Pull every line containing "arching" from the listing below.

* **Data shown**:
-----

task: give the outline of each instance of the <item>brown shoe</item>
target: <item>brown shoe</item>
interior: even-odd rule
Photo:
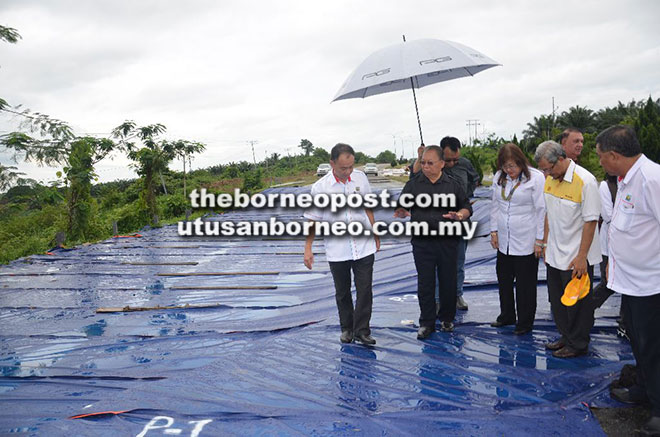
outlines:
[[[339,337],[339,341],[342,343],[353,343],[353,331],[341,331],[341,336]]]
[[[545,344],[545,348],[549,351],[557,351],[557,350],[563,348],[564,346],[566,346],[566,343],[561,338],[559,340],[555,340],[553,342]]]
[[[588,349],[577,350],[570,346],[564,346],[563,348],[554,351],[552,356],[556,358],[575,358],[579,357],[580,355],[586,355],[587,352]]]

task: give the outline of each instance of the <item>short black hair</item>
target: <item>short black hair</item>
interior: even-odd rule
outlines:
[[[452,151],[458,152],[461,148],[461,142],[456,137],[444,137],[440,140],[440,147],[443,150],[449,147]]]
[[[618,124],[602,131],[596,137],[596,145],[601,152],[616,152],[631,158],[642,153],[635,130],[630,126]]]
[[[337,143],[335,144],[335,147],[332,148],[330,151],[330,161],[337,161],[339,156],[341,156],[344,153],[348,153],[349,155],[355,156],[355,150],[348,144],[344,143]]]
[[[440,159],[440,161],[445,160],[444,154],[442,153],[442,149],[440,147],[438,147],[438,146],[426,146],[426,148],[424,149],[424,153],[426,153],[429,150],[433,150],[435,152],[435,154],[438,155],[438,158]]]
[[[568,138],[568,136],[569,136],[570,134],[572,134],[572,133],[581,134],[582,131],[581,131],[580,129],[576,128],[576,127],[567,127],[566,129],[564,129],[564,132],[562,132],[562,133],[559,135],[559,138],[557,139],[557,142],[558,142],[559,144],[563,143],[564,140],[565,140],[566,138]]]

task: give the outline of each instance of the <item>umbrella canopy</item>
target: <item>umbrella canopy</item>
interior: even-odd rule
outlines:
[[[473,48],[453,41],[420,39],[371,54],[346,79],[333,102],[364,98],[437,82],[474,76],[501,65]]]

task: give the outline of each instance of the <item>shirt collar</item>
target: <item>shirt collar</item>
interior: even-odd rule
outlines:
[[[520,171],[520,174],[518,175],[518,177],[515,178],[515,179],[511,179],[511,176],[509,176],[508,173],[504,173],[504,174],[506,175],[506,180],[507,180],[507,181],[511,181],[511,182],[514,182],[514,181],[515,181],[515,182],[518,182],[518,181],[522,181],[523,179],[527,179],[527,178],[525,177],[525,173],[523,173],[522,170]]]
[[[630,182],[630,179],[632,179],[632,177],[633,177],[633,176],[635,175],[635,173],[637,173],[637,171],[642,167],[642,164],[644,164],[644,162],[645,162],[646,160],[648,160],[648,158],[646,157],[646,155],[642,154],[642,155],[637,159],[637,161],[635,161],[635,163],[633,164],[633,166],[630,167],[630,170],[628,170],[628,172],[626,173],[626,177],[624,177],[623,180],[621,180],[621,182],[622,182],[624,185],[627,184],[628,182]]]
[[[352,174],[352,173],[351,173],[351,174]],[[344,182],[340,181],[339,178],[335,175],[335,171],[334,171],[334,170],[332,170],[332,177],[335,178],[335,183],[337,183],[337,184],[343,184],[343,183],[344,183]],[[350,175],[350,174],[348,175],[348,179],[346,179],[346,183],[348,183],[348,182],[352,182],[352,181],[351,181],[351,175]]]
[[[432,184],[431,180],[421,170],[420,170],[419,174],[422,178],[421,179],[422,182],[426,182],[427,184]],[[445,180],[445,178],[447,178],[447,172],[445,170],[442,170],[442,173],[440,174],[440,177],[438,178],[437,181],[435,181],[435,183],[437,184],[438,182],[442,182],[442,181]]]
[[[575,167],[577,166],[577,164],[571,158],[566,158],[566,159],[568,159],[571,162],[568,164],[568,168],[566,169],[566,173],[564,173],[564,178],[562,179],[562,181],[565,181],[570,184],[571,182],[573,182],[573,173],[575,173]]]

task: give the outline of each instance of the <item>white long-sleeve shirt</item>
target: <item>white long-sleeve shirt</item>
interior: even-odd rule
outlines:
[[[543,201],[543,173],[529,167],[530,178],[521,173],[521,184],[509,196],[518,179],[507,175],[504,185],[498,183],[501,170],[493,176],[493,198],[490,209],[490,230],[497,231],[499,251],[505,255],[531,255],[534,241],[543,239],[545,202]]]
[[[607,234],[610,229],[610,221],[612,220],[612,194],[610,187],[607,186],[607,181],[602,181],[598,186],[600,193],[600,216],[603,218],[603,223],[600,225],[600,253],[607,256]]]
[[[619,182],[609,229],[607,287],[660,293],[660,165],[642,155]]]

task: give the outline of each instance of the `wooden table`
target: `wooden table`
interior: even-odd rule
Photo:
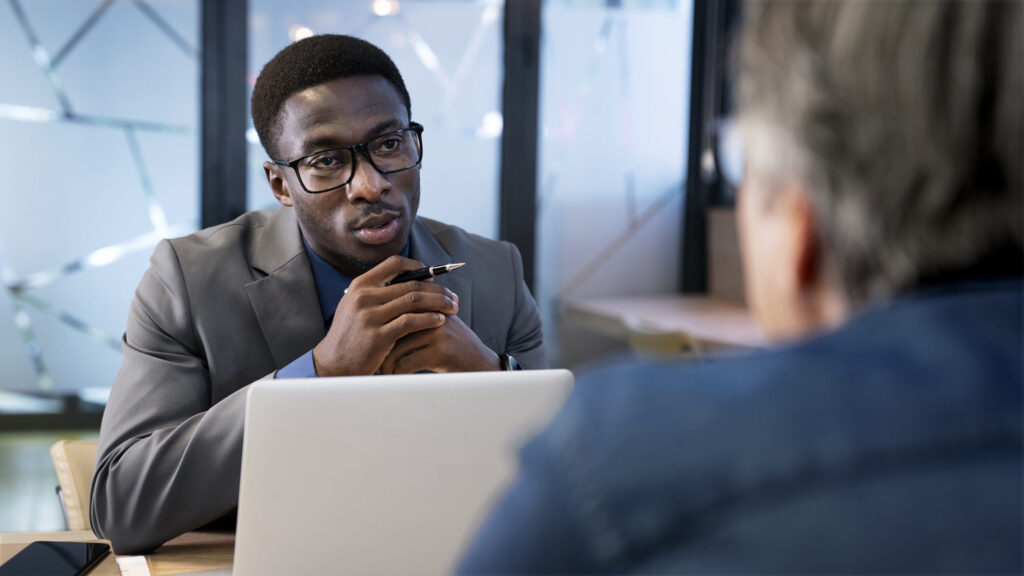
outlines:
[[[31,542],[107,542],[97,539],[89,530],[69,532],[18,532],[0,534],[0,563],[21,551]],[[107,542],[109,544],[109,542]],[[230,568],[235,554],[235,535],[219,532],[189,532],[164,544],[146,556],[149,573],[187,574],[200,570]],[[117,561],[108,556],[90,576],[120,576]]]
[[[563,311],[579,326],[627,341],[637,334],[679,334],[710,347],[765,346],[746,308],[708,296],[588,298],[565,302]]]

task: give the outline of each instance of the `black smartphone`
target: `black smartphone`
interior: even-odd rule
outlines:
[[[82,576],[110,554],[110,545],[33,542],[0,565],[0,576]]]

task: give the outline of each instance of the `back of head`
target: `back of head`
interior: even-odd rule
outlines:
[[[748,170],[799,178],[851,303],[1024,271],[1017,1],[753,0]]]
[[[274,56],[260,71],[252,90],[252,121],[263,149],[277,156],[278,114],[289,96],[317,84],[351,76],[387,80],[412,117],[409,91],[395,63],[383,50],[352,36],[320,34],[299,40]]]

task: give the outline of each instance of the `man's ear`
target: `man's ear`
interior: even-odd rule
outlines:
[[[274,198],[277,198],[282,206],[293,206],[292,192],[281,168],[282,166],[269,160],[263,163],[263,172],[267,175],[267,184],[270,184],[270,191],[274,193]]]
[[[790,224],[793,237],[793,280],[801,292],[818,288],[822,281],[821,237],[818,218],[807,191],[797,187],[790,191]]]
[[[841,325],[849,316],[849,306],[829,268],[818,212],[806,189],[797,187],[793,192],[788,207],[788,273],[794,301],[801,304],[800,332],[808,333]]]

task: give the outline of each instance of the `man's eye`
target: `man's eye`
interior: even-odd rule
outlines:
[[[376,152],[394,152],[402,147],[402,139],[398,137],[387,138],[377,143]]]
[[[322,154],[310,158],[309,166],[318,170],[337,170],[344,165],[341,154]]]

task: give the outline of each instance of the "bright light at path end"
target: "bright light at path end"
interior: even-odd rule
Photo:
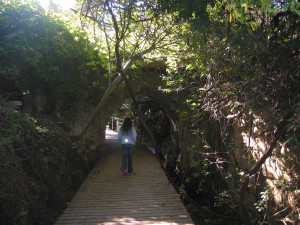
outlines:
[[[51,0],[39,0],[41,6],[45,9],[47,9],[49,7],[49,2]],[[52,0],[52,2],[56,5],[59,5],[60,7],[62,7],[63,9],[69,9],[72,8],[76,1],[75,0]]]

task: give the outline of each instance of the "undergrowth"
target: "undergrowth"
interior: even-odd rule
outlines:
[[[89,171],[55,122],[0,100],[0,224],[53,224]]]

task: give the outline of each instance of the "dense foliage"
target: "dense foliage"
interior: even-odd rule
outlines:
[[[159,2],[166,13],[175,17],[174,21],[185,22],[182,33],[176,34],[184,42],[167,55],[169,73],[163,77],[170,87],[168,91],[185,96],[176,111],[199,138],[194,141],[197,144],[181,149],[181,153],[193,154],[187,171],[180,174],[182,193],[202,203],[210,196],[209,204],[215,206],[211,208],[227,215],[238,212],[244,224],[297,223],[299,2]],[[171,109],[170,105],[165,107]],[[236,127],[247,133],[249,143],[257,138],[268,143],[261,158],[253,156],[255,146],[234,143]],[[289,148],[288,153],[279,154],[281,148]],[[165,160],[172,149],[166,152]],[[243,155],[246,163],[235,158],[236,152]],[[268,157],[272,157],[271,162],[284,163],[282,173],[289,178],[264,175],[262,165]],[[179,159],[180,155],[174,160]],[[235,171],[230,169],[232,165]],[[264,179],[270,179],[268,182],[282,191],[282,198],[296,196],[289,204],[282,203],[284,213],[271,210],[275,207],[275,188],[263,181],[257,186],[254,176],[267,176]],[[255,189],[256,200],[250,200],[246,187]],[[288,197],[284,194],[287,190],[295,194]],[[231,210],[227,212],[222,206]]]
[[[2,1],[0,27],[0,224],[53,224],[89,171],[58,125],[101,96],[101,54],[30,1]]]
[[[1,3],[0,26],[2,96],[27,99],[33,112],[65,115],[79,99],[99,98],[104,74],[100,54],[78,28],[71,33],[39,5],[19,1]],[[43,102],[36,103],[36,96]]]
[[[239,205],[244,224],[263,223],[264,220],[274,223],[275,219],[270,212],[268,214],[272,198],[257,194],[258,212],[252,211],[251,207],[245,205],[245,187],[249,184],[249,177],[261,174],[259,168],[272,155],[277,141],[290,148],[289,160],[284,160],[286,165],[295,165],[298,161],[296,149],[300,137],[296,133],[299,132],[297,118],[300,99],[299,2],[201,1],[201,4],[198,2],[199,7],[192,7],[193,1],[161,2],[166,5],[167,12],[177,11],[178,21],[187,21],[193,34],[188,40],[190,45],[187,43],[186,54],[176,58],[177,67],[170,67],[173,69],[171,76],[166,77],[174,90],[189,93],[186,110],[182,115],[191,129],[204,138],[205,144],[204,148],[193,146],[192,150],[198,149],[198,153],[212,156],[209,163],[216,165],[216,169],[220,171],[221,182],[226,180],[226,171],[228,172],[224,166],[227,163],[227,166],[236,166],[237,175],[234,176],[239,177],[241,186],[236,192],[233,190],[236,186],[229,188],[228,185],[231,197],[228,198],[230,195],[227,193],[226,201],[230,203],[229,199],[239,197],[236,204]],[[217,135],[215,140],[211,140],[211,132],[203,127],[207,113],[211,120],[218,121],[220,137]],[[245,168],[241,162],[232,158],[233,152],[240,148],[231,139],[234,124],[249,131],[249,140],[255,135],[254,127],[258,128],[260,138],[270,143],[265,156],[256,159],[257,161],[251,157],[253,149],[245,149],[243,155],[249,157],[249,165],[253,167]],[[287,155],[276,154],[277,159],[284,157]],[[200,158],[198,164],[200,171],[203,168],[203,159],[205,158]],[[218,161],[222,163],[218,164]],[[203,177],[199,169],[196,169],[196,173],[198,172],[198,179],[201,181]],[[208,169],[207,172],[209,171],[211,172]],[[293,167],[293,172],[289,169],[287,171],[294,179],[285,188],[294,192],[299,188],[299,167]],[[278,183],[276,178],[271,180],[275,185]],[[249,184],[251,185],[255,184]],[[261,193],[268,192],[266,187],[257,190]],[[223,191],[219,193],[220,196]],[[288,207],[287,214],[282,215],[282,220],[297,221],[295,205],[299,204],[299,198],[296,199]],[[264,209],[260,207],[262,202],[265,204]]]
[[[68,135],[0,100],[0,224],[53,224],[88,172]]]

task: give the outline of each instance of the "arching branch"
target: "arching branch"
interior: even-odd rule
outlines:
[[[92,112],[90,117],[88,118],[87,122],[85,123],[83,129],[80,131],[80,133],[77,136],[78,138],[82,138],[83,135],[87,132],[88,128],[91,126],[93,121],[95,120],[96,116],[99,114],[105,103],[107,102],[109,96],[113,92],[113,90],[122,82],[122,74],[125,74],[127,69],[130,67],[130,65],[137,59],[141,58],[143,55],[147,54],[148,52],[151,52],[155,48],[155,45],[152,45],[150,48],[133,55],[127,62],[123,65],[123,68],[119,72],[118,76],[115,78],[115,80],[112,82],[112,84],[106,89],[101,101],[96,106],[95,110]]]

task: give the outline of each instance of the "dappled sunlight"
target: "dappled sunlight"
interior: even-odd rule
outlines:
[[[267,141],[258,136],[249,136],[247,133],[242,133],[242,137],[245,146],[251,149],[251,154],[256,161],[259,160],[269,148]],[[274,154],[278,156],[287,156],[289,153],[290,149],[283,145],[274,149]],[[283,204],[285,201],[284,198],[287,198],[290,207],[296,209],[297,196],[299,196],[300,190],[287,192],[289,183],[293,180],[293,168],[286,167],[287,160],[285,157],[278,156],[268,157],[262,166],[263,175],[266,177],[266,183],[269,186],[268,190],[272,193],[274,202],[277,205]]]
[[[179,215],[178,217],[186,218],[186,215]],[[191,223],[177,223],[177,222],[171,222],[171,221],[159,221],[159,218],[157,217],[150,217],[146,220],[137,220],[136,218],[132,217],[123,217],[123,218],[112,218],[113,222],[104,222],[101,223],[101,225],[145,225],[145,224],[151,224],[151,225],[189,225]],[[97,225],[100,225],[98,223]]]

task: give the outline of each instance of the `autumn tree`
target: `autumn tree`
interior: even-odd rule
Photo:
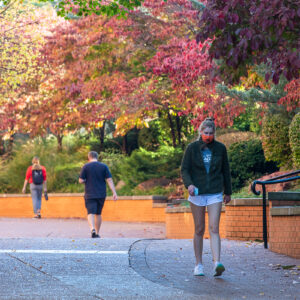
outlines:
[[[159,117],[168,120],[174,146],[183,145],[187,117],[195,126],[207,115],[230,124],[242,108],[217,95],[216,65],[208,59],[209,43],[195,42],[197,24],[198,8],[186,0],[147,0],[126,19],[70,20],[42,51],[53,90],[87,128],[116,120],[125,143],[128,130]]]
[[[187,116],[194,118],[195,127],[207,115],[213,115],[218,125],[230,124],[242,108],[238,101],[216,93],[216,65],[206,51],[209,43],[195,42],[199,8],[189,1],[145,1],[143,7],[128,15],[128,27],[135,30],[126,31],[124,23],[120,26],[133,45],[148,46],[154,53],[144,63],[146,82],[140,89],[144,107],[135,105],[134,115],[126,114],[118,121],[128,128],[139,118],[149,120],[163,113],[169,120],[174,146],[182,144],[182,122]]]
[[[43,37],[55,19],[49,11],[49,6],[36,7],[32,2],[4,1],[0,7],[0,130],[9,140],[8,150],[22,127],[22,100],[36,88],[36,78],[43,76],[37,61]]]

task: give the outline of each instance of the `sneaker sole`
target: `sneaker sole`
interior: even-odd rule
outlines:
[[[218,265],[215,269],[215,274],[214,276],[217,277],[217,276],[221,276],[222,273],[225,271],[225,267],[223,265]]]
[[[204,274],[203,273],[201,273],[201,274],[194,274],[194,276],[204,276]]]

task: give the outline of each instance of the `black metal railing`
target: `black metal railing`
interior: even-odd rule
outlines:
[[[267,184],[276,184],[276,183],[281,183],[281,182],[288,182],[288,181],[293,181],[300,179],[300,176],[295,176],[295,177],[289,177],[293,176],[296,174],[299,174],[300,170],[286,173],[281,176],[273,177],[265,181],[260,181],[260,180],[254,180],[251,185],[251,190],[255,195],[260,195],[260,191],[257,191],[255,189],[257,184],[260,184],[262,186],[262,196],[263,196],[263,240],[264,240],[264,247],[268,248],[268,228],[267,228],[267,198],[266,198],[266,185]],[[289,177],[289,178],[285,178]],[[282,179],[285,178],[285,179]]]

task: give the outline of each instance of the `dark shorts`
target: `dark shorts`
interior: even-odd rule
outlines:
[[[101,215],[105,198],[85,199],[85,207],[88,214]]]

-----

* **Task result**:
task: give the outline of each instance of the "arching branch"
target: "arching branch"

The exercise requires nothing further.